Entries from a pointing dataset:
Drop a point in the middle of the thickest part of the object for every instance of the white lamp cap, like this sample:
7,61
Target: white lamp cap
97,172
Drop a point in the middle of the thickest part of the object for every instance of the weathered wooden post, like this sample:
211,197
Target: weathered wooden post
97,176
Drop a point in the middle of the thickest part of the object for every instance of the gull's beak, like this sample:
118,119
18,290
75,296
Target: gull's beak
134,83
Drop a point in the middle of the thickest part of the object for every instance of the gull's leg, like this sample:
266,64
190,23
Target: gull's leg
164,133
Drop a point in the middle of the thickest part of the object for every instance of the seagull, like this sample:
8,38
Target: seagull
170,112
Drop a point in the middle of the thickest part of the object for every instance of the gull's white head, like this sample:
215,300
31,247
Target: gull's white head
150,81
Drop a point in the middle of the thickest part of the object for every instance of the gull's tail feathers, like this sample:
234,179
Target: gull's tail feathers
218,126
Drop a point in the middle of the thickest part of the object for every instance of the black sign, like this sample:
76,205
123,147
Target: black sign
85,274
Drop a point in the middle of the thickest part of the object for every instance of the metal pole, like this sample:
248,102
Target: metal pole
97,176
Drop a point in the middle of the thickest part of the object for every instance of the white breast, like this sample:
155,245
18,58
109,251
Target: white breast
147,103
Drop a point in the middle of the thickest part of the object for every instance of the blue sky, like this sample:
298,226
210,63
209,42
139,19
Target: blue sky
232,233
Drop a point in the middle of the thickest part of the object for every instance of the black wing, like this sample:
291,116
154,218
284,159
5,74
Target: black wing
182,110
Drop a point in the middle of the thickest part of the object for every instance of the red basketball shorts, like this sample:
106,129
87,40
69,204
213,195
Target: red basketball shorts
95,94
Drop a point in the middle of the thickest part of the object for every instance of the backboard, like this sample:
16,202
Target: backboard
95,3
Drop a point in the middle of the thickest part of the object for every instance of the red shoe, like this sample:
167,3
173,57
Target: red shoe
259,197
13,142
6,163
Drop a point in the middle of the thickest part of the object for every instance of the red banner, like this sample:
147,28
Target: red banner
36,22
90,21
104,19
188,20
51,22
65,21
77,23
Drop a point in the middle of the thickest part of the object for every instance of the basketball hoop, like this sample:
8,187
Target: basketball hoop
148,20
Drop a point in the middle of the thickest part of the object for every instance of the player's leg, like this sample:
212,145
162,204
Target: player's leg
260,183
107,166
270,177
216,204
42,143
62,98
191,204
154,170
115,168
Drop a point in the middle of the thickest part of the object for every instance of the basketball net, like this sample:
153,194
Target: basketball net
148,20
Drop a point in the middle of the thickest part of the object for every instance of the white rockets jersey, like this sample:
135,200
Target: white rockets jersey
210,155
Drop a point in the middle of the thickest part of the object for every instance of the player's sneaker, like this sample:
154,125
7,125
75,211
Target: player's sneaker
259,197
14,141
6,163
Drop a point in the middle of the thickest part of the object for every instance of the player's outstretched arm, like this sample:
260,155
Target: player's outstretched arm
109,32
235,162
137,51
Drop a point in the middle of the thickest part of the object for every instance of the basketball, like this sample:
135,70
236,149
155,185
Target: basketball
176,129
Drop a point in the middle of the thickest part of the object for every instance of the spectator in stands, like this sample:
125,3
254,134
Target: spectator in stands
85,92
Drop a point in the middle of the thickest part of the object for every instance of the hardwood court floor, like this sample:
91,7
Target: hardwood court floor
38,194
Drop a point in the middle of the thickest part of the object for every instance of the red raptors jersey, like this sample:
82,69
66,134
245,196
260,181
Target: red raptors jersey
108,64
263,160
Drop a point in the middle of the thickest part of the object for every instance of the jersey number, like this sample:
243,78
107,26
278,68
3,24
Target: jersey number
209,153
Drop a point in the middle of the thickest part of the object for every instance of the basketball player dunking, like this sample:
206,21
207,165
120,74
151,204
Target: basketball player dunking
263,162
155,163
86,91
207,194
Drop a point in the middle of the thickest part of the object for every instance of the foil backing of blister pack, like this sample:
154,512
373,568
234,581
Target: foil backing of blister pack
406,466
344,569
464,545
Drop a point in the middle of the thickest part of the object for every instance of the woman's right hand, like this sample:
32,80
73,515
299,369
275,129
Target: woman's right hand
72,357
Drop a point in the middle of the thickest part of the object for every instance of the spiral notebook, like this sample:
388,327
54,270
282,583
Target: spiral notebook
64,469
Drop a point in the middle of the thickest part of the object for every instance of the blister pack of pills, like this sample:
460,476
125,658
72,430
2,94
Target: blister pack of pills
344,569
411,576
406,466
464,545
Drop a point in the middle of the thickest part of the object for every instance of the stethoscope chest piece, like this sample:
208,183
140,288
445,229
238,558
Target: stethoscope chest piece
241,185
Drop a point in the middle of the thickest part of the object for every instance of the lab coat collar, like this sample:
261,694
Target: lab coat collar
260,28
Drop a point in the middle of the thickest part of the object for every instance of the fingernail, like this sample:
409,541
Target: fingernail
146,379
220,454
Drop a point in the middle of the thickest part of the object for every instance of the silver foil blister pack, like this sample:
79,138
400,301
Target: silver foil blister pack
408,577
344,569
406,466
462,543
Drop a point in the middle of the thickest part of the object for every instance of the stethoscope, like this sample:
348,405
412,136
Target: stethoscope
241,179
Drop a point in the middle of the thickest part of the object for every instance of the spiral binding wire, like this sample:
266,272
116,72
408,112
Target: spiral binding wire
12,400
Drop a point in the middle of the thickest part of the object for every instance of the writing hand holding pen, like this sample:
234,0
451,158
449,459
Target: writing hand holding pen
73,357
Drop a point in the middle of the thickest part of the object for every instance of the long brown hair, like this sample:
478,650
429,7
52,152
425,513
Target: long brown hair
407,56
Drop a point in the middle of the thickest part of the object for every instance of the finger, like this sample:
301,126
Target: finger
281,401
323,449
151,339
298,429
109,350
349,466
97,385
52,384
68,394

Written request:
Return every line exactly.

Exercise response:
Drop a point in the middle of the thickest part of the object for every instance of the white lamp cap, like this sample:
7,61
Target: white lamp cap
97,172
Drop a point in the middle of the thickest part of the object for every instance of the weathered wooden post, like this sample:
211,197
Target: weathered wooden post
97,176
Drop a point in the middle of the thickest part of the object for every instance of the gull's beak, like this sample:
118,119
18,290
75,296
Target: gull's beak
134,83
Drop a point in the middle of the thickest part of the object for every instance of the gull's leg, like this sample:
266,64
190,23
Target: gull's leg
164,133
Drop a point in the middle of the thickest part of the object for every instance of the seagull, like this sample:
8,38
Target: seagull
170,112
Drop a point in the middle of the thickest part of the object for every instance of the gull's white head, like this sample:
215,300
31,247
Target: gull's white head
150,81
Drop a point in the middle of the thickest part of the object for every instance of the gull's tail feathers, like this sample:
234,179
Target: gull's tail feathers
218,126
Drop a point in the middle of the thickest part of the object for every instance of the black sign, like this sample:
76,205
123,147
Target: black sign
85,274
Drop a point in the middle of the thickest part of the object for every instance of the metal pole, like this sample:
248,102
Target: metal pole
97,176
Drop a point in the middle of the thickest part of the object for every instance of the white breast, like this sample:
155,245
18,58
109,251
Target: white breast
147,103
Drop a point in the middle of the thickest part of the object for every instance of the blue sky, like this sample:
298,226
210,63
209,42
139,19
Target: blue sky
232,233
Drop a point in the middle of the thickest part of the object for every instance of the black wing, like this sample:
291,116
154,218
284,159
5,74
Target: black wing
182,110
Drop a point in the middle of the thickest part of the object for every instance of the red basketball shorts, like this sample:
106,129
87,40
69,204
213,195
Target: red basketball shorts
95,94
Drop a point in the middle of the thickest part of the object for every instance of the backboard, like this sample:
16,202
Target: backboard
95,3
Drop a point in the middle of the thickest part of the object for every instance of the red shoe, like this sample:
167,3
173,57
Target: red shoe
259,197
13,142
6,163
Drop a point in the middle of the thickest part of the object for every instance of the red banner, like this sample:
147,28
Target: red banner
36,22
90,21
104,19
188,20
51,22
65,21
77,23
Drop a point in the middle of the thickest part of the object for every instance of the basketball hoop, like this sample:
8,187
Target: basketball hoop
148,20
Drop a point in the middle of the thickest part of the object for every instance of the player's leg, like this sample:
212,145
162,204
Target: player's leg
260,183
107,166
270,177
216,204
42,143
62,98
191,204
154,170
115,168
Drop a point in the middle of the thickest part of the object for every instance of the basketball net, like this sample:
153,194
Target: basketball net
148,20
Drop a point in the middle of the thickest part of the object for every instance of the white rockets jersey, like this sample:
135,200
Target: white rockets jersey
210,155
Drop a point in the middle of the thickest part of the object for every instance of the player's sneaker, like this sample:
154,125
7,125
75,211
Target: player's sneaker
259,197
14,141
6,163
Drop a point in the middle of the thickest part of the object for every instance of the player's outstretched arm, like this sample:
260,155
Target: player's outstretched arm
109,32
235,162
137,51
Drop a point in the middle of the thickest part of the object for every instance of the basketball, like this sample:
135,70
236,149
155,185
Target: basketball
176,129
Drop a point in the middle of the thickest part of the object for every instance of the spectator in stands, like this sample:
125,3
254,134
Target: spectator in stands
85,92
Drop a point in the middle of the thickest part of the object for every instance of the hardwood court floor, like this sample:
91,7
Target: hardwood court floor
38,194
Drop a point in the middle of the thickest part of the object for every instance of the red raptors jersey, like this sample:
82,69
66,134
245,196
260,181
Target: red raptors jersey
108,64
263,160
Drop a point in the middle of the thickest part of the object for every instance of the jersey number, like this sample:
243,78
107,26
278,68
3,24
Target: jersey number
209,153
Drop a point in the middle of the thickest part of the object for every instance of the basketball player dunking, like this sample:
206,21
207,165
120,74
151,204
Target: basketball player dunking
263,162
155,163
86,91
207,194
Drop a point in the middle of the thickest part of the object for every instance of the foil backing of blister pack, like this sample:
154,512
373,568
234,581
Target: foil backing of blister pack
406,466
344,569
464,545
Drop a point in the middle of the thickest part of the object for every instance of the woman's right hand, like this sample:
32,80
73,515
299,369
275,129
Target: woman's right hand
72,357
Drop a point in the middle of the thickest part of the object for every instance of the spiral notebook, like this sample:
388,327
54,270
282,583
Target: spiral notebook
64,469
Drop a point in the middle of the thickest part of the object for every instance of the blister pack of pills, like this sample:
460,476
125,658
72,430
2,94
Target: blister pack of pills
344,569
411,576
406,466
464,545
Drop a point in the middle of the thickest part of the object for every instance of the stethoscope chest piece, like this sample:
208,183
140,288
445,229
238,558
Target: stethoscope chest piece
241,185
Drop a point in the middle of the thickest part of the object for every instance of the lab coat collar, like this sample:
261,694
Target: lab coat collar
260,28
Drop a point in the middle of the thickest part of the object for every instance of the fingernail, like this sample:
409,541
Target: fingernail
146,379
220,454
Drop a point in the middle of the thickest part of the object for every instance of the silver foil blister pack, like this sample:
79,138
400,301
Target: silver foil blister pack
408,577
344,569
406,466
462,543
Drop a point in the middle of the thickest part of the object for every instance of the stethoscope, like this sample:
348,405
412,136
Target: stethoscope
241,179
Drop a point in the middle of the thickest part of the object for every instance of the spiral binding wire, like this sample:
266,272
116,72
408,112
Target: spiral binding wire
12,400
Drop a point in the middle of the thickest part of the object for every instance of the writing hand holding pen, like this sample:
234,0
451,158
449,459
Target: writing hand holding pen
73,357
Drop a point in the middle of the thickest part of the object for every instance of the long brown hair, like this sample:
478,650
429,7
52,152
425,513
Target: long brown hair
407,56
Drop a point in the middle of the thickest part of the object for every instance of the finger, like this sample:
301,126
Target: finger
281,401
323,449
151,339
298,429
109,350
349,466
97,385
52,384
68,394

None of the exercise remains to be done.